None of this is to say that people working for government agencies are bad, lazy, or uncaring people. That’s not it at all. However, they are stuck in an environment where all of the caring and hard work in the world simply cannot overcome the organizational culture. All of this has been studied and well documented by organizational behavioralists.
MehRan Rastakhiz, PhD has a short paper that discusses the shortcomings of the bureaucratic structure. Dr. Rastakhiz cites a number of studies to support his discussion. He notes that private sector organizations used to be similar to public sector organizations. But the private sector has evolved away from the bureaucratic structure to “fluid networks reinforced by core values of empowerment and learning.”
Consequently, private sector organizations are becoming more “holistic,” “environmentally aware,” and “publicly conscious.” Government agencies, on the other hand, are “steeped in historical tradition” and “continue to operate in isolated, mechanistic, and emotionless ways.”
Dr. Rastakhiz includes a brief, but decent discussion of the important role that government organizations play.
“Governments … maintain control, make the rules by which organizations operate, and retain the monopoly of legitimate coercive power. Often, they are the stable guarantors of open and fair dealing …. Governments facilitate the establishment and enforcement of the fundamental understandings necessary for action: who is entitled to what uses (use rights); who may legitimately sell products, land, and equipment (ownership rights); and what actions are acceptable (contract law).”

- - - - - - -

● **What to do**
Reproduce the passage on government bureaucracy word for word, starting with "MehRan Rastakhiz, PhD" and going on through "government organizations play.". Rely only on the passage about government bureaucracy.

● **Extracted information**
- - - - - - -

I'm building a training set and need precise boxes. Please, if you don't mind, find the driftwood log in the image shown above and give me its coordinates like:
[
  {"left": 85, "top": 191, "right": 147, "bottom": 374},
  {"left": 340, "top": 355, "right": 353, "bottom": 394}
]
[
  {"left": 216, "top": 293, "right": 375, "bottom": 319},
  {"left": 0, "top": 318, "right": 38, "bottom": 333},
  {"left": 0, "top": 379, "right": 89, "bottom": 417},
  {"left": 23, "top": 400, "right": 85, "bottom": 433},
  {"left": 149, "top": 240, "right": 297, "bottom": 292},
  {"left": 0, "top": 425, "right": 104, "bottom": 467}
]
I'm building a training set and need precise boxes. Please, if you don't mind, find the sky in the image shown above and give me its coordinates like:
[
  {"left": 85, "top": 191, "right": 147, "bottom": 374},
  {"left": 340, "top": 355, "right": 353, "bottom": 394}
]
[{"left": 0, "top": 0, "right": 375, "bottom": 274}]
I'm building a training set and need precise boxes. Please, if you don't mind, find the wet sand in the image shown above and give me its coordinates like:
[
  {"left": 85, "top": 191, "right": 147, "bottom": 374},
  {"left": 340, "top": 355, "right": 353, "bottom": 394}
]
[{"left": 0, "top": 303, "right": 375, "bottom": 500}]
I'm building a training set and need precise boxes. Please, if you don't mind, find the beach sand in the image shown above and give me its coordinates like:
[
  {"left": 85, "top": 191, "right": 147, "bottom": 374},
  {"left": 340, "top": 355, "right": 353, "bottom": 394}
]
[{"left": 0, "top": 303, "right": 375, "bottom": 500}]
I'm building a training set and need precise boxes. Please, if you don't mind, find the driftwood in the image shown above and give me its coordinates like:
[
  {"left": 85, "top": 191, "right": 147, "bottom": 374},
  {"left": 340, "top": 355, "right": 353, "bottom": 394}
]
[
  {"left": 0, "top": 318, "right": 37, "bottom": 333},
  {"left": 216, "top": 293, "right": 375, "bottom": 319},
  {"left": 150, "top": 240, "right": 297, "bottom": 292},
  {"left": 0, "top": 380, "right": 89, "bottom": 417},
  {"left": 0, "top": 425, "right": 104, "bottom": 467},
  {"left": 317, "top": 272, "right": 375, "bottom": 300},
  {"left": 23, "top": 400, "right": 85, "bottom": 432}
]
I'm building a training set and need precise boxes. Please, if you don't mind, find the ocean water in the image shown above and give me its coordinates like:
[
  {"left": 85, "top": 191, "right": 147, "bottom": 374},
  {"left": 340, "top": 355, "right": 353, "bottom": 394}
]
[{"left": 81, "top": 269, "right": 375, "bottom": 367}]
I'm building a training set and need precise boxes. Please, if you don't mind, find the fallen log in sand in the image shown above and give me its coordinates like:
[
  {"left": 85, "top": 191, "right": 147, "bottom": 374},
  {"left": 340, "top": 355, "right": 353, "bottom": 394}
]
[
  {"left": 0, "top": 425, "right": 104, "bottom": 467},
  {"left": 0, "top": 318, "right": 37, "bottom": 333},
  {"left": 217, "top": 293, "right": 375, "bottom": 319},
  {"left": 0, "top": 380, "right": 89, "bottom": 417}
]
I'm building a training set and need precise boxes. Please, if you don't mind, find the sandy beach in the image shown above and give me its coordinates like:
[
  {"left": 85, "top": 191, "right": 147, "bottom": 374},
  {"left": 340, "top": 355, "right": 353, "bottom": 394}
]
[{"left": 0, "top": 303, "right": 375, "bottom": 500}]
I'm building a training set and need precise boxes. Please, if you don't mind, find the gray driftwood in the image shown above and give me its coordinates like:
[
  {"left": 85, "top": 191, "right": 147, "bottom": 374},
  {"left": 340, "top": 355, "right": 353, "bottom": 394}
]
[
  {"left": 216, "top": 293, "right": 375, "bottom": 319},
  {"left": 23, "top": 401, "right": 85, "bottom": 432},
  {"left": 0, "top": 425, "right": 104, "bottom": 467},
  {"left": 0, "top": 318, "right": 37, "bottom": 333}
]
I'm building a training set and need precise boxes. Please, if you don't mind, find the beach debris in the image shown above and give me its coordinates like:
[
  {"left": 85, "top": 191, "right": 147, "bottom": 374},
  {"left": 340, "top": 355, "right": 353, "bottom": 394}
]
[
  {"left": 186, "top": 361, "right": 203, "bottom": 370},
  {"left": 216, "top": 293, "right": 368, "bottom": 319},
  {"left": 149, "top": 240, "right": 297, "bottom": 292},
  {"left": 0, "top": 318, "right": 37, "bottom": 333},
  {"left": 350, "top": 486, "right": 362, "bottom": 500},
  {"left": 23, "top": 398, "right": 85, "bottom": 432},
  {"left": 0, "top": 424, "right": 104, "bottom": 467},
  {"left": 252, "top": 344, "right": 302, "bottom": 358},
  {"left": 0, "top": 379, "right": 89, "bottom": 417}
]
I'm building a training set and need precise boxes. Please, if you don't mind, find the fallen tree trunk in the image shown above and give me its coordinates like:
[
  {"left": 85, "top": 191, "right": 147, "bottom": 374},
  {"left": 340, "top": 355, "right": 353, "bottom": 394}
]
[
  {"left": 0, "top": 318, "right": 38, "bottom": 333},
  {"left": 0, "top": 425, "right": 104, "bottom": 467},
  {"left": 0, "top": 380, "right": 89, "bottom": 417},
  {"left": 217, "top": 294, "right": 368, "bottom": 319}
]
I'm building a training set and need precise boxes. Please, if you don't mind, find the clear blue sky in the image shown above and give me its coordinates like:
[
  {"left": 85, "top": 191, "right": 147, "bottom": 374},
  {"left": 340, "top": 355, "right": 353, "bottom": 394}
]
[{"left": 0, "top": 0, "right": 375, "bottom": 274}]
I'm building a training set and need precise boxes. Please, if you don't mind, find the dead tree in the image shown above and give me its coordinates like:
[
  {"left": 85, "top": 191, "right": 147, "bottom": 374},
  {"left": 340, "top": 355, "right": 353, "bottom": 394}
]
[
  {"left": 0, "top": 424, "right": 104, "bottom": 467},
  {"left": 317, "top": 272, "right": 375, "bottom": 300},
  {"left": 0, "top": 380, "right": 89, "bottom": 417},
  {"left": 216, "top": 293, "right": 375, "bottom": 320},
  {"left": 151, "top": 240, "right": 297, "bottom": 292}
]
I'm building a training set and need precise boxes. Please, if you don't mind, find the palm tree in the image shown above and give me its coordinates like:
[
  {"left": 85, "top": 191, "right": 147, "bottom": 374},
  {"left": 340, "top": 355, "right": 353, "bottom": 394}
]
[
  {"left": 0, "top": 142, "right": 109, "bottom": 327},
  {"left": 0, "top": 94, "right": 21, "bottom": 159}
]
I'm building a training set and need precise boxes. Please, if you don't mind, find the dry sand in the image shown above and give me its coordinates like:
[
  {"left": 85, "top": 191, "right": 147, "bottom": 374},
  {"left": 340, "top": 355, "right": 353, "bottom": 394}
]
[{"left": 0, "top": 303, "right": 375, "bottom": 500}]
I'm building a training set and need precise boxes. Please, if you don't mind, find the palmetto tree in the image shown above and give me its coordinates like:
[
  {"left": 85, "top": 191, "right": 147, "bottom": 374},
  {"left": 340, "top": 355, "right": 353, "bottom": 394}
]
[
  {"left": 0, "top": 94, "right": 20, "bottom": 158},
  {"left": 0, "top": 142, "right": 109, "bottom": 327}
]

- - - - - - -

● **Result of this exercise**
MehRan Rastakhiz, PhD has a short paper that discusses the shortcomings of the bureaucratic structure. Dr. Rastakhiz cites a number of studies to support his discussion. He notes that private sector organizations used to be similar to public sector organizations. But the private sector has evolved away from the bureaucratic structure to “fluid networks reinforced by core values of empowerment and learning.”
Consequently, private sector organizations are becoming more “holistic,” “environmentally aware,” and “publicly conscious.” Government agencies, on the other hand, are “steeped in historical tradition” and “continue to operate in isolated, mechanistic, and emotionless ways.”
Dr. Rastakhiz includes a brief, but decent discussion of the important role that government organizations play.